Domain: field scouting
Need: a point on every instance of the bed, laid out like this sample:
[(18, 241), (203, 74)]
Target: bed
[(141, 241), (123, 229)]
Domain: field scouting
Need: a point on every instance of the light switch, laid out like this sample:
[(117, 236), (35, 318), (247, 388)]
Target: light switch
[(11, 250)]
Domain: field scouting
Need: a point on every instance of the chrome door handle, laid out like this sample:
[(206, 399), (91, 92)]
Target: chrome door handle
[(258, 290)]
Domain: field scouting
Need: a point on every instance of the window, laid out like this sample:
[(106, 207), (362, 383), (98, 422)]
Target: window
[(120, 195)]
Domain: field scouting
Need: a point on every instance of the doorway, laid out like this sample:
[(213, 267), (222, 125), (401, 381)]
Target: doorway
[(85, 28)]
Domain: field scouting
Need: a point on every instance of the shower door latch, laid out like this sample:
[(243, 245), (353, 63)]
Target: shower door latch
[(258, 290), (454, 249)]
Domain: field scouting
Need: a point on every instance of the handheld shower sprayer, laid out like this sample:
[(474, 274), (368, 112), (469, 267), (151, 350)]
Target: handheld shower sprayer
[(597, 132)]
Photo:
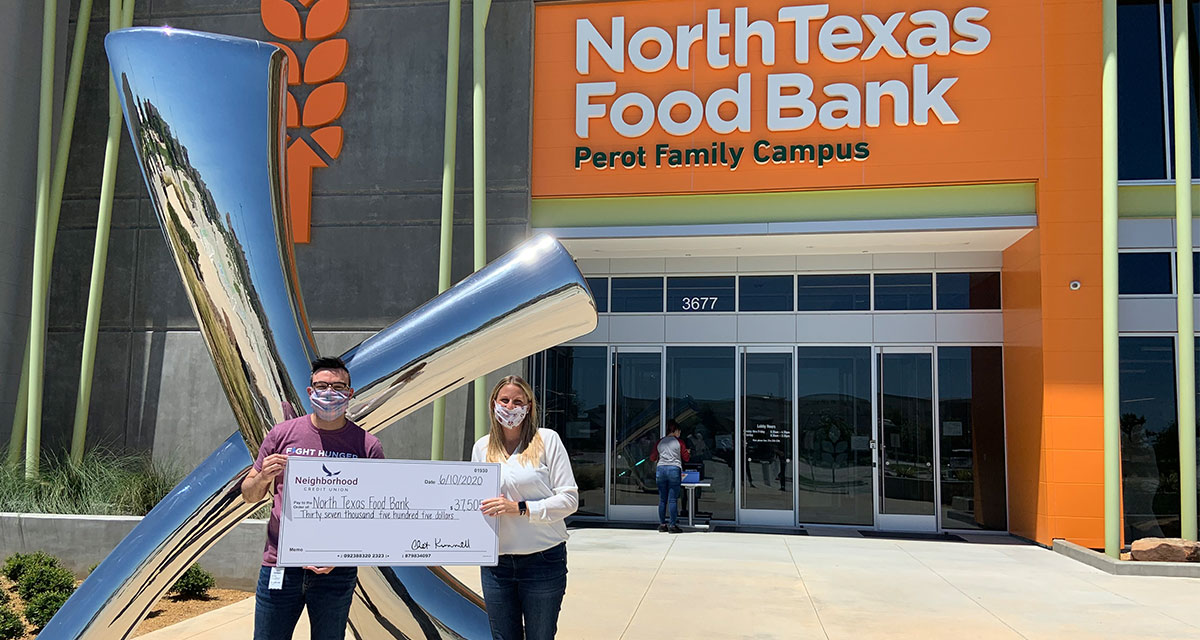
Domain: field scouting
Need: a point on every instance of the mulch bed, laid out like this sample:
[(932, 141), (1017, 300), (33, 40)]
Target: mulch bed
[(167, 611)]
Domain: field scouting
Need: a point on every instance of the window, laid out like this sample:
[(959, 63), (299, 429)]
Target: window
[(1195, 268), (904, 292), (1145, 41), (1140, 127), (969, 291), (971, 400), (574, 402), (1150, 442), (599, 287), (1144, 273), (700, 294), (849, 292), (636, 294), (833, 472), (701, 387), (766, 293)]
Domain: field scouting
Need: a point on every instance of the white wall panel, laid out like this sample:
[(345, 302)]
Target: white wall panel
[(850, 262), (905, 328), (598, 335), (636, 265), (702, 265), (593, 265), (971, 327), (833, 328), (1146, 313), (636, 328), (969, 259), (1145, 233), (702, 328), (751, 264), (903, 261), (767, 328)]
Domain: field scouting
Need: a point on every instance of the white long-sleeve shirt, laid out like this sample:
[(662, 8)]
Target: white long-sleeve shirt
[(549, 490)]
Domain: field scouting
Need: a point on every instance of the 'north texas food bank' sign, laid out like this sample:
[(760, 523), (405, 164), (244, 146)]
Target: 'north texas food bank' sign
[(678, 96)]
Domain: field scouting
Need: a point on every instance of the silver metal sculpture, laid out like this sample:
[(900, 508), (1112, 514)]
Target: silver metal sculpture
[(205, 114)]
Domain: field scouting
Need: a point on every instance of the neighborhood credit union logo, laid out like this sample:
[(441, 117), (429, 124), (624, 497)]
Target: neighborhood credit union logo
[(306, 30)]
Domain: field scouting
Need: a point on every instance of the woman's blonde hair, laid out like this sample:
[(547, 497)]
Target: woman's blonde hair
[(531, 444)]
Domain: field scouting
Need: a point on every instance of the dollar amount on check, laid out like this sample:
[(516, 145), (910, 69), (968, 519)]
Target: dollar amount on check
[(355, 512)]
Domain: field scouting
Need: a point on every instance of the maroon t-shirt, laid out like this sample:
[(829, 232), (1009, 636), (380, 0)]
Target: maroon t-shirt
[(298, 436)]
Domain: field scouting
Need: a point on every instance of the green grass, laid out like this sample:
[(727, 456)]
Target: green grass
[(102, 484)]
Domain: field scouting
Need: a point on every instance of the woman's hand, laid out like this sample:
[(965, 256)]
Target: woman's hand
[(499, 506)]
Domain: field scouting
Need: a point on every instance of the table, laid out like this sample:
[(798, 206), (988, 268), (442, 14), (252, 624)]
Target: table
[(691, 502)]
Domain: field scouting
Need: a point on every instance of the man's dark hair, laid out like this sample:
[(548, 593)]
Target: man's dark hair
[(334, 364)]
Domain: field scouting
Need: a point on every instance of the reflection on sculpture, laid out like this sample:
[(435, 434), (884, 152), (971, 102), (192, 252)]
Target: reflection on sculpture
[(205, 115)]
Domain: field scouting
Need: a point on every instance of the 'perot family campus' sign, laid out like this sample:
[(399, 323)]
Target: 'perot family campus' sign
[(714, 96)]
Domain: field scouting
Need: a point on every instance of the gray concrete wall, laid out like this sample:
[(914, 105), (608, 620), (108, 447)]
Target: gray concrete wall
[(21, 40), (375, 238), (83, 540)]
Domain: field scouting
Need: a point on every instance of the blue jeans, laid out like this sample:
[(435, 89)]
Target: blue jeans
[(328, 598), (526, 587), (670, 480)]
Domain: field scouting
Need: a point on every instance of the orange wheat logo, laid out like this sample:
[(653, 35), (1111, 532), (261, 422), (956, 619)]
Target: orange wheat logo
[(312, 138)]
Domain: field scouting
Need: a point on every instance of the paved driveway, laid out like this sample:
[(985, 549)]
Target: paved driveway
[(649, 585)]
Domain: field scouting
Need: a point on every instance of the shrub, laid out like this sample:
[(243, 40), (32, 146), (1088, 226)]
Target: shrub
[(18, 563), (42, 606), (43, 579), (103, 483), (11, 627), (193, 584)]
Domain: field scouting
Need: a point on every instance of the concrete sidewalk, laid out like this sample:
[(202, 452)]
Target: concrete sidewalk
[(649, 585)]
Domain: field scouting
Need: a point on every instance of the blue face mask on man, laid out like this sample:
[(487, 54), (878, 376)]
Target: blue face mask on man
[(329, 404)]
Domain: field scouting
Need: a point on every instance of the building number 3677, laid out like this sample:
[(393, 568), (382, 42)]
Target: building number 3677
[(700, 304)]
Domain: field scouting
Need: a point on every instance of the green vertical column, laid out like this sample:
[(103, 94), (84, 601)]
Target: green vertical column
[(119, 16), (37, 305), (1186, 341), (1109, 285), (437, 443), (479, 114), (61, 156)]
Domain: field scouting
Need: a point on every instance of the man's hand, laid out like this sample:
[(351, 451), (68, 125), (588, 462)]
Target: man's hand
[(499, 506), (273, 466), (257, 483)]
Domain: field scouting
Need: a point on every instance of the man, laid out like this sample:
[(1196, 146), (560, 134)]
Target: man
[(670, 453), (327, 591)]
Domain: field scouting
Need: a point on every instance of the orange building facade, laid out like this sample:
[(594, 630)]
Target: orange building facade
[(923, 180)]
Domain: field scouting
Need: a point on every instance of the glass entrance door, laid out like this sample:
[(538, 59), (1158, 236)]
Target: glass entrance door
[(907, 459), (636, 429), (766, 432)]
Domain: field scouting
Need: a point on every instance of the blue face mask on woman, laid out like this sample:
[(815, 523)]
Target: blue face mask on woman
[(329, 405)]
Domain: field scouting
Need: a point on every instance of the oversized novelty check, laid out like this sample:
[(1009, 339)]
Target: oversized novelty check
[(363, 512)]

YOUR INSTRUCTIONS:
Change every "field scouting" in the rows above to "site survey" and keep everything else the same. Leave the pictures out of your answer.

THE OUTPUT:
Domain: site survey
Need: a point on every instance of the bed, laid out like this sample:
[(18, 241), (203, 74)]
Target: bed
[(141, 241), (123, 229)]
Domain: site survey
Need: a point on every instance of the light switch, laid out like this sample:
[(117, 236), (35, 318), (247, 388)]
Target: light switch
[(11, 250)]
Domain: site survey
Need: a point on every instance of the chrome door handle, laid out like this sample:
[(206, 399), (91, 92)]
Target: chrome door handle
[(258, 290)]
Domain: site survey
Need: a point on every instance of the window, laid out like this sample:
[(106, 207), (362, 383), (98, 422)]
Target: window
[(120, 195)]
Domain: site survey
Need: a point on every instance of the doorway, laid out like this sample:
[(213, 267), (222, 125), (401, 381)]
Target: doorway
[(85, 28)]
Domain: site survey
Need: a point on every instance of the shower door latch, laid out like this sample:
[(243, 245), (353, 63)]
Target: shower door latch
[(258, 290), (454, 249)]
Domain: site survey
Need: a point on every instance of the handheld shower sprayer, laid out like this sample:
[(474, 274), (368, 112), (469, 267), (151, 350)]
Target: handheld shower sprayer
[(597, 132)]
Photo:
Domain: site survey
Need: a point on every instance of the mulch bed, laid out like this sample:
[(932, 141), (1017, 300), (33, 40)]
Target: mulch bed
[(167, 611)]
Domain: site survey
Need: a point on every instance of the window, laid out like this sample:
[(959, 63), (299, 429)]
Target: window
[(1195, 268), (904, 292), (1145, 41), (1140, 127), (969, 291), (971, 400), (574, 402), (1150, 442), (599, 287), (1144, 273), (700, 294), (849, 292), (636, 294), (833, 472), (701, 387), (766, 293)]
Domain: site survey
Need: a point on every instance of the white wall panel, laid out like this sample:
[(345, 302)]
Target: white wall panel
[(850, 262), (905, 328), (598, 335), (636, 265), (702, 265), (593, 265), (971, 327), (833, 328), (1146, 313), (636, 328), (969, 259), (1145, 233), (702, 328), (751, 264), (903, 261), (767, 328)]
Domain: site survey
Need: a point on every instance of the white long-sleeve shirt, laid out like this sample:
[(662, 8)]
Target: white long-sleeve shirt
[(549, 490)]
Domain: site survey
Need: a point on every instance of the 'north texas food bank' sign, laid out like this sample:
[(760, 523), (405, 164), (244, 146)]
Target: 'north texas food bank' sign
[(678, 96)]
Domain: site survey
Need: a point on every instance of the silver metal sculpture, laid out like this sample:
[(900, 508), (1112, 514)]
Target: silver metal sculpture
[(205, 114)]
Domain: site survey
Need: a point on every instance of the neighborhood credit union logo, laid out like this sample:
[(441, 117), (429, 124), (624, 497)]
Target: neighborhood credit union logo
[(306, 30)]
Domain: site survey
Need: a point on every instance of the woman's blonde hair, laid out like this sample:
[(547, 497)]
Target: woman's blonde hair
[(531, 444)]
Domain: site survey
Need: a point on every instance of the dollar amount on check, laid out like this sample:
[(516, 145), (910, 69), (968, 519)]
Target: dollar amount on check
[(355, 512)]
Domain: site survey
Need: a point on every instance of the maroon t-shirt, laid out like this sample:
[(829, 232), (1009, 636), (380, 0)]
Target: maroon t-shirt
[(298, 436)]
Domain: site survey
Need: a point on every instance of the green grass, laid out like this sample:
[(727, 456)]
Target: green grass
[(102, 484)]
Domain: site survey
Need: a point on every instance of the woman's hand, laid out like this sample:
[(965, 256)]
Target: woman's hand
[(499, 506)]
Domain: site survey
Need: a point on every instance of the table, laid out like this sample:
[(798, 206), (988, 268), (442, 14), (252, 624)]
Target: table
[(691, 502)]
Domain: site survey
Need: a point on every instance of the man's dark hair, laid out like this sample:
[(548, 593)]
Target: man's dark hair
[(334, 364)]
Domain: site survey
Need: a point on every instance of the reflection on sculpture, laid out like this sample:
[(435, 434), (884, 152), (971, 102), (192, 252)]
Target: reflection on sculpture
[(205, 115)]
Domain: site survey
Need: a point on every instance of the 'perot family campus' sign, laid out like this sample:
[(399, 323)]
Target: 'perot family campus' sign
[(714, 96)]
Domain: site survey
Need: a point on every instance of the gray concrete wall, laid out like this sample:
[(914, 105), (608, 620), (108, 447)]
Target: gray concrete wall
[(21, 40), (375, 238), (83, 540)]
Domain: site survey
Need: a point on every instance of the blue jeans, laid out like this sample:
[(435, 89)]
Target: blue jeans
[(328, 598), (526, 587), (670, 480)]
Domain: site survey
Need: a point on every instance of the orange wheat logo, laid out like this sample:
[(653, 35), (1111, 532), (261, 422), (956, 619)]
Target: orange wheat logo
[(312, 138)]
Domain: site survey
Need: a point on every instance of the paved driveway, laid out like this sample:
[(985, 549)]
Target: paved driveway
[(649, 585)]
Domain: site survey
Need: a point on every instance of the shrub, laid out like this sample:
[(243, 40), (32, 146), (1088, 226)]
Target: shrub
[(18, 563), (42, 606), (43, 579), (103, 483), (11, 627), (193, 584)]
Domain: site survey
Need: a point on every instance of the concrete sidewalk, laid out like this sample:
[(202, 452)]
Target: concrete sidewalk
[(649, 585)]
Domain: site survey
Need: a point on every instance of the blue face mask on man, laid out like this sample:
[(487, 54), (878, 376)]
Target: blue face mask on man
[(329, 404)]
Domain: site survey
Need: a point on every instance of the building number 3677, laid out like this sample:
[(393, 568), (382, 42)]
Target: building number 3677
[(700, 304)]
Domain: site survey
Need: a point on every instance of the green vertical column, laid out like this sample:
[(103, 94), (84, 601)]
Target: green vertical column
[(119, 16), (37, 305), (1186, 341), (1109, 285), (437, 443), (479, 114), (61, 156)]
Domain: site survey
Need: a point on every instance of the man's hand, laid out like this sample:
[(351, 451), (68, 125), (588, 462)]
Target: man's hand
[(499, 506), (273, 466), (257, 483)]
Domain: site survey
Need: a point on every instance of the man, laid out like this sample:
[(1196, 146), (560, 134)]
Target: man
[(670, 453), (327, 591)]
Domain: site survey
Need: a point on every instance of the orange building facade, laid out like this sample:
[(594, 630)]
Target: orange building facade
[(923, 180)]
Domain: site survey
Need: a point on every instance of the glass entrance door, laid out like this sample:
[(538, 59), (1158, 236)]
Target: glass entrance door
[(907, 459), (636, 429), (766, 432)]
Domain: site survey
Need: a point on every instance of the blue face mask on woman, laid out like this sample:
[(815, 523)]
Target: blue face mask on woman
[(329, 405)]
Domain: site survey
Need: a point on every instance of the oversized novelty check, laid out like this sample:
[(1009, 339)]
Target: oversized novelty check
[(363, 512)]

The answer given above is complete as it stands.